* _What is needed_
Rewrite the lines from the start of the listing through the line holding "box: [446, 114, 613, 303]", inclusive, with "goal" changed to "aim" and everything else left as it is.

[Dataset entries]
*** Block opens ***

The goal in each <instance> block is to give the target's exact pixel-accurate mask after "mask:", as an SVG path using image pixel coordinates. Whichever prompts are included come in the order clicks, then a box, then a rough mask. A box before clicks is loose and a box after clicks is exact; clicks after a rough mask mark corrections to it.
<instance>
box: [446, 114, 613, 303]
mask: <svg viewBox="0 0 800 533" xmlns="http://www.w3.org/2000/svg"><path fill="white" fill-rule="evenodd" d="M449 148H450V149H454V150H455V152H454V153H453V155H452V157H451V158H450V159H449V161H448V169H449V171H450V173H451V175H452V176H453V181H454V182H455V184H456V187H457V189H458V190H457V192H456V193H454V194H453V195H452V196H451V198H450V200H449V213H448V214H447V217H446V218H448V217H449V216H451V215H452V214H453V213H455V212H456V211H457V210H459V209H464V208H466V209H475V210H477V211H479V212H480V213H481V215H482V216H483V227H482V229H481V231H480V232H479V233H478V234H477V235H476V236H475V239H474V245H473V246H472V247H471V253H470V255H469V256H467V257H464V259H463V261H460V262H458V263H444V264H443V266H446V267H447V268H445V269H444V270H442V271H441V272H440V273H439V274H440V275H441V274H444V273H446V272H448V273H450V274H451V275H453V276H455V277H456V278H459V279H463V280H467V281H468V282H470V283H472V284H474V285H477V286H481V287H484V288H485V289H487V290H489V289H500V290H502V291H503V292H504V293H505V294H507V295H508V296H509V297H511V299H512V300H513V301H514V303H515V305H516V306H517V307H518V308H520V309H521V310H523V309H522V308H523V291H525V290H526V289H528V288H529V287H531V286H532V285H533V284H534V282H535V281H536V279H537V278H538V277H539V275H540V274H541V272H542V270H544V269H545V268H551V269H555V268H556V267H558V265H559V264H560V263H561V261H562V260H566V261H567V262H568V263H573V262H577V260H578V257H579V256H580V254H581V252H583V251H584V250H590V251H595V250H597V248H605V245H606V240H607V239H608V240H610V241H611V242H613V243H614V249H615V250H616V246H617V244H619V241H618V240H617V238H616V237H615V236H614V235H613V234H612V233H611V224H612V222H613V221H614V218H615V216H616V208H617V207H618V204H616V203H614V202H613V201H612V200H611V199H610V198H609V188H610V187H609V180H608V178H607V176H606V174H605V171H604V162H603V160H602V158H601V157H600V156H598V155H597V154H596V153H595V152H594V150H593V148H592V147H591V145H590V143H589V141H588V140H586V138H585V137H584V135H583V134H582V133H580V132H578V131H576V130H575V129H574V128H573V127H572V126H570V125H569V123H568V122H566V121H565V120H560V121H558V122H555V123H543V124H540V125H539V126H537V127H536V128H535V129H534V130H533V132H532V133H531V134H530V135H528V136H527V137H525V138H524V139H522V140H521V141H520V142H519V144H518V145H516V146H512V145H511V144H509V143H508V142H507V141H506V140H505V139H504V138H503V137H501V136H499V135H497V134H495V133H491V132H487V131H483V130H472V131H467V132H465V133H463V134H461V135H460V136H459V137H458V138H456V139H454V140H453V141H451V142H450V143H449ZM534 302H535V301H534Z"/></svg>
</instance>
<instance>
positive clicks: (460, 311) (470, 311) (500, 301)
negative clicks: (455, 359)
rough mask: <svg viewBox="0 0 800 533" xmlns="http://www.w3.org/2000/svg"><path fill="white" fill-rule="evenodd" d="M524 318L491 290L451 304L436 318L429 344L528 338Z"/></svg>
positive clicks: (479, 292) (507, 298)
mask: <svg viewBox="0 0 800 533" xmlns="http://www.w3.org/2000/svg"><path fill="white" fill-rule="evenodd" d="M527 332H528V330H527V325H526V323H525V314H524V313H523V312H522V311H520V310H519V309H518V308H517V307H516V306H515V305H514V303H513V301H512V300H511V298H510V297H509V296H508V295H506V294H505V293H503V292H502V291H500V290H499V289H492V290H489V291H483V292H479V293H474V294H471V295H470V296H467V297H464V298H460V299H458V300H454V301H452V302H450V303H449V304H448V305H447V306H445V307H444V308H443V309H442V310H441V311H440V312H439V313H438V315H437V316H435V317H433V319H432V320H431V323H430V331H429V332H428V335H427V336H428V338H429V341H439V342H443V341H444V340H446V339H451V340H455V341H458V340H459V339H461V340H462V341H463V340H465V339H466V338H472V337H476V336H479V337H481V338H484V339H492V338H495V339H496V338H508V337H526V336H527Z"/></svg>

*** Block closes ***

* _Solved exercise_
The aim in each <instance> block is to give the target's exact pixel-accurate mask after "mask:", as an SVG path using image pixel coordinates. Whichever prompts are included come in the order clicks, then a box, then a rough mask. A box before clicks is loose and a box after clicks is exact; clicks after a rough mask mark corrections to it.
<instance>
box: [446, 114, 613, 303]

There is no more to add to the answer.